- [WHAT THE EXERCISE ASKS]: Locate every line in the entries below that contains the word "rubber", and copy each such line in full.
= = =
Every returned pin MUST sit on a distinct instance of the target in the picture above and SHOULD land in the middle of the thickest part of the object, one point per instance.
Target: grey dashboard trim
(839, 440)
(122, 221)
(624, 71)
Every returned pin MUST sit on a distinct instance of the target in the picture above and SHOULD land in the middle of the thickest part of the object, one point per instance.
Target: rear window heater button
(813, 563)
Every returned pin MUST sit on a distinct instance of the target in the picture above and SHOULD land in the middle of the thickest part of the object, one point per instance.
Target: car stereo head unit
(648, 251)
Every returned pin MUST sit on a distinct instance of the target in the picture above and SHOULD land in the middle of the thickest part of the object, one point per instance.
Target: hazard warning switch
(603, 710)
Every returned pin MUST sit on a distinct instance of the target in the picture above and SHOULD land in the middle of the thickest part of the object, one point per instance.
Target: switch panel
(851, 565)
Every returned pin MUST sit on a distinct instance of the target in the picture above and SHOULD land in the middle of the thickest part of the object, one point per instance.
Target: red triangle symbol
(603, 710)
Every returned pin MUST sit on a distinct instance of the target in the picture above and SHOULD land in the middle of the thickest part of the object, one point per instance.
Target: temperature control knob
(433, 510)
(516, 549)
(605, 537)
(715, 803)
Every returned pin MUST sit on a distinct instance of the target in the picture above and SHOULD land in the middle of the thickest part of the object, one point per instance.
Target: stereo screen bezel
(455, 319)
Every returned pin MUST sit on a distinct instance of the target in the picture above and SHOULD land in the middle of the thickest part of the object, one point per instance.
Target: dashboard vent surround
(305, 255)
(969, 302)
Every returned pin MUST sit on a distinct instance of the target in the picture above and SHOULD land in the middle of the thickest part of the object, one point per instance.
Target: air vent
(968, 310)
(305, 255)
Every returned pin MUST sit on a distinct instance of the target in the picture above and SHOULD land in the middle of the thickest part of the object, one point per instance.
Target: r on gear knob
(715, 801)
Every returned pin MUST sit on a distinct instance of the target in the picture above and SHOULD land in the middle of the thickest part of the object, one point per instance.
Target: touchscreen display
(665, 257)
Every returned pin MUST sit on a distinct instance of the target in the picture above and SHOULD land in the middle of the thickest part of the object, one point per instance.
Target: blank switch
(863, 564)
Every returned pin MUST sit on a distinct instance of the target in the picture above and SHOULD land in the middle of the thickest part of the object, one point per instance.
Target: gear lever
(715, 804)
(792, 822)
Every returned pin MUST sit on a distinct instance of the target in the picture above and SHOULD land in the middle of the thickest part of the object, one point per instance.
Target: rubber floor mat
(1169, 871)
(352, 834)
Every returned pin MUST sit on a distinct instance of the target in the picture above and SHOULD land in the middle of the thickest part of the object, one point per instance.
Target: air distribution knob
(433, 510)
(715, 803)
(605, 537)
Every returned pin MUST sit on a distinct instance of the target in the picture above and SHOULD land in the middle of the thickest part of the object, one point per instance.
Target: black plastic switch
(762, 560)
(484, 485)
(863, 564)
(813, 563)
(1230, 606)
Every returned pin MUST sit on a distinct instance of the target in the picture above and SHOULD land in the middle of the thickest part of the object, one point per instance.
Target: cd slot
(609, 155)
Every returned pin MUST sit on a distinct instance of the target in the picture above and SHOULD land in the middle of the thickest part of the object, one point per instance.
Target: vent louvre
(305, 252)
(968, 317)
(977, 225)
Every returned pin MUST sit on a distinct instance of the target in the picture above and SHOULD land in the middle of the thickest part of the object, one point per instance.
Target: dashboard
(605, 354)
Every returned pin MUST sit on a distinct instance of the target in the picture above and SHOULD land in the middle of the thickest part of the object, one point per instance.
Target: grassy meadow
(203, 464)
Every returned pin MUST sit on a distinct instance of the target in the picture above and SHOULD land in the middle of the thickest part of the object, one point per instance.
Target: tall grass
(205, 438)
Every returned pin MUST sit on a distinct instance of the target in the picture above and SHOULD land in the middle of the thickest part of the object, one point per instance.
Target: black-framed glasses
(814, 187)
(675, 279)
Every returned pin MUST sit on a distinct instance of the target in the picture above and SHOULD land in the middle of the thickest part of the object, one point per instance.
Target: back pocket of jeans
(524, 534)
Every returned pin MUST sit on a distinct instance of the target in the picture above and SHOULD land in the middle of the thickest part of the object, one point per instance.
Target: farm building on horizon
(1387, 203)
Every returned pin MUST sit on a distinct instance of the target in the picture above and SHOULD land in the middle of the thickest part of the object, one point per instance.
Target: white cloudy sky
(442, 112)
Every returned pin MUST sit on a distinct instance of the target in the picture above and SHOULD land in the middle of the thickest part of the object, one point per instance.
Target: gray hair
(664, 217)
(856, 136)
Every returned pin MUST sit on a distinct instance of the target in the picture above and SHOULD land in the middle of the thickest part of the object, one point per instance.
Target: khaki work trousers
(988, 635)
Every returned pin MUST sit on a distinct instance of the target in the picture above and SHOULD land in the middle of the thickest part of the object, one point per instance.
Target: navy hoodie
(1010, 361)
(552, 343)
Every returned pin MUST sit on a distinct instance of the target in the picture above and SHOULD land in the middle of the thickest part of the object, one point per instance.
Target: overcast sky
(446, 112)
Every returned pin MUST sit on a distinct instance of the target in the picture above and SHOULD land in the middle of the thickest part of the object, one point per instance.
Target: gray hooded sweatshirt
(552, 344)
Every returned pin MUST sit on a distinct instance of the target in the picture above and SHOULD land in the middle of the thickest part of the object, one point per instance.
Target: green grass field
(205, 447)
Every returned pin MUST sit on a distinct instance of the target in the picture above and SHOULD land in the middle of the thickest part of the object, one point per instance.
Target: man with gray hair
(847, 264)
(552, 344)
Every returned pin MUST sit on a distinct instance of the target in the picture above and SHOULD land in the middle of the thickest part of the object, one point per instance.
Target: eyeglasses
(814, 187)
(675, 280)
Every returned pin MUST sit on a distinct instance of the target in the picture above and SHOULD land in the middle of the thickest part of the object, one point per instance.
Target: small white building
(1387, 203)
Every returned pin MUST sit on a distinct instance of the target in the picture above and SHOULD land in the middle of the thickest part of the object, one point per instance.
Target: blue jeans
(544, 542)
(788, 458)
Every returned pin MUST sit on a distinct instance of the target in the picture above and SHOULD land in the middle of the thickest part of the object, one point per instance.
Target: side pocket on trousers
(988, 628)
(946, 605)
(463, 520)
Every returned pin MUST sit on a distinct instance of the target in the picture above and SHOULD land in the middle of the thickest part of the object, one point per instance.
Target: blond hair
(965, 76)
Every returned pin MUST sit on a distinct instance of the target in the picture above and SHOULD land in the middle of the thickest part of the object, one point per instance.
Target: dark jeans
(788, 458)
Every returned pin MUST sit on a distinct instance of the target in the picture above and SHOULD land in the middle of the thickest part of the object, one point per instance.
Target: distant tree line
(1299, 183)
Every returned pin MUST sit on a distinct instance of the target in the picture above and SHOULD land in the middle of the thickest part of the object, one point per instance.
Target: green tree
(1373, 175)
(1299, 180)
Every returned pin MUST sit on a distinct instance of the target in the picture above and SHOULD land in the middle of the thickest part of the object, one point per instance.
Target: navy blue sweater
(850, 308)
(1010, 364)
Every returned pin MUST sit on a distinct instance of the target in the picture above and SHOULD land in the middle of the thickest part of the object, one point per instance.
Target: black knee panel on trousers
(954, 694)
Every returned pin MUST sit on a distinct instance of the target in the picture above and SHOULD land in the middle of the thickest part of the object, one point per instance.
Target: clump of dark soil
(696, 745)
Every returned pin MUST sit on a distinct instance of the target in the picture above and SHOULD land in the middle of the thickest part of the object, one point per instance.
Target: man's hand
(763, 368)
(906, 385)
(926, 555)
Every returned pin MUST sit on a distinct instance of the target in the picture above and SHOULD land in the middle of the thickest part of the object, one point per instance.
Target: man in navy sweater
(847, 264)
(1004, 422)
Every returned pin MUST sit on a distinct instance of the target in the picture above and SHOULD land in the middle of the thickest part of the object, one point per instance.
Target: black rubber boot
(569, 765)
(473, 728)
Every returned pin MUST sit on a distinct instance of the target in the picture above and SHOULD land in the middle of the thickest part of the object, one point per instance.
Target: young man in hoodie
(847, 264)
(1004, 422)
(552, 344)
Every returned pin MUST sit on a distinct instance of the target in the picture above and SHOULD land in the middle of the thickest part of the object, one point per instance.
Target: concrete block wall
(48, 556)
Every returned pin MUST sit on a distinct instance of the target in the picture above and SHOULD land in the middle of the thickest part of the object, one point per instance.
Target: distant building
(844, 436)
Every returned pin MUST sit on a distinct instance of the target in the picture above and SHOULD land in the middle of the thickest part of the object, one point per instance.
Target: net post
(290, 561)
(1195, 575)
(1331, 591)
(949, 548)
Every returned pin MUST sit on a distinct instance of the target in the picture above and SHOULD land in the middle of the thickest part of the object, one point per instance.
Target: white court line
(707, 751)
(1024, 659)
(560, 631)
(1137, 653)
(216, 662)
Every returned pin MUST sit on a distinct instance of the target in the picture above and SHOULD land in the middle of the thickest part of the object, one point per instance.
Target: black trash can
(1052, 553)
= = =
- [RESULT FOR THIS EXERCISE]:
Target: rubber floor mat
Target: black rubber boot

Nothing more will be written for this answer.